*EXCERPTED PASSAGE*.
· · ·

But like I said, it's some twisted form of obligation to her that I'm even doing this.  My response to my grandmother's death was to get a tattoo.  Seriously.  It's a line drawing of the colon cancer ribbon (royal blue, in case you wondered) that sort of morphs into a butterfly.  (The ribbon is the body, then there are purple - the survivor color - wings.  I survived her ordeal.)  It's on the inside of my left wrist - the lifeline into my heart.  And I realized that the more I miss her, the more I rub it.  It's like putting her right there with me, but in a way that makes sense to me.  My grandmother found beauty in everything (she never met a drag queen that she didn't like, and she was Roman Catholic), so she'd've liked a butterfly for sure.  And it matters to me.  

It's not that Relay doesn't, but this just isn't the way I want to go about it.  A couple days ago, I made luminaria bags for the members of my (mostly) immediate family that had cancer.  My grandmother, dead.  Her sister, dead.  Their parents, dead.  Papa's brother, dead.  And, no, not everyone dies.  My sister has had skin cancer twice, and my cousin is so far removed from his Leukemia that he's cured three times over.  An aunt and an ex aunt are still alive and kicking. But it didn't stop the feeling that I was making little paper tombstones.  And it won't stop the feeling that the luminaria ceremony feels like a funeral to me.

· · ·

[Pointing data for referring expressions]

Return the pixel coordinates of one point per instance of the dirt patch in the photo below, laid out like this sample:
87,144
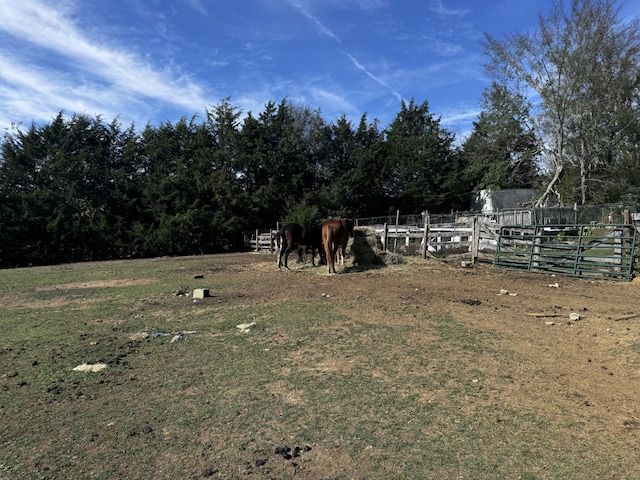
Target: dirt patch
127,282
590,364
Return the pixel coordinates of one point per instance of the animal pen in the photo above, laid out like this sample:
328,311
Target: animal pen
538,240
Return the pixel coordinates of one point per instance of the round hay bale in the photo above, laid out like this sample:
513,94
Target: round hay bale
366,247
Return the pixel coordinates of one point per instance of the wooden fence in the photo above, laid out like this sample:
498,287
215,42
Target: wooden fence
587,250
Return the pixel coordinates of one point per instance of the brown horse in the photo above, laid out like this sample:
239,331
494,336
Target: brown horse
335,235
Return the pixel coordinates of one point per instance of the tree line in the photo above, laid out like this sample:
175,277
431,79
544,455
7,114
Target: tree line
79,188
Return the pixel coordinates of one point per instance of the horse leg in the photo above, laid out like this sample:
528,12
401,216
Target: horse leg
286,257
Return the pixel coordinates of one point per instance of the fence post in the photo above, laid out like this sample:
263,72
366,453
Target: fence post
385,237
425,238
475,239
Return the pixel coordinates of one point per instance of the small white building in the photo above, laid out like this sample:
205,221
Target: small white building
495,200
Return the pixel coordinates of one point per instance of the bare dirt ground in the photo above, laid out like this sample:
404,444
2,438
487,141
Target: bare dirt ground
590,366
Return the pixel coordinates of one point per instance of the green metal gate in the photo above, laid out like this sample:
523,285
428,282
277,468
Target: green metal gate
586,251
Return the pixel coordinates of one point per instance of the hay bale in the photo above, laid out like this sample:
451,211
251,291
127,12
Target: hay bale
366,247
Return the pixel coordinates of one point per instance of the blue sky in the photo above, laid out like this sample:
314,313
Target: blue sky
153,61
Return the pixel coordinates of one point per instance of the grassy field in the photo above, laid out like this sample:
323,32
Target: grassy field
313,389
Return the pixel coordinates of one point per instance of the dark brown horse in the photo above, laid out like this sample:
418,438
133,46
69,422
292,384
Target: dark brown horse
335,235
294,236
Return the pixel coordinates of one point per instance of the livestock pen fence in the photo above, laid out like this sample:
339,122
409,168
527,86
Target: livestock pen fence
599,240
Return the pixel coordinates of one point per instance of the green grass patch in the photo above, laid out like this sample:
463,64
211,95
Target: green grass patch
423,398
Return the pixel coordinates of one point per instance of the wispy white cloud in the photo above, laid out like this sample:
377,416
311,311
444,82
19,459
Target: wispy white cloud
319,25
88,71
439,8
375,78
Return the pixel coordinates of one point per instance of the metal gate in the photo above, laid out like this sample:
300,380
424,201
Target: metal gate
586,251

· · ·

*EXERCISE REQUIREMENTS*.
Please carry on the personal essay about the grandmother's death and the luminaria bags, starting right after its last sentence.

*EXERCISE RESULT*.
I wrote a poem about metamorphosis.  First breath, middle breath, last breath.  And then you spread your wings and fly.  I have to read it at the ceremony.  I wonder if I'll make it through, or if I'll end up a soggy mess.  I didn't write something to say at her funeral because I couldn't put words to paper.  I managed something a couple months later that became a NaNo profile of me.  This feels like I'm standing up and reading something for her funeral.  I don't want to do it.  I don't want to stand there and say that my grandmother is dead, because I don't want her to be dead.  

But obligation reared it's ugly head, and I caved in.  What do you do out of obligation?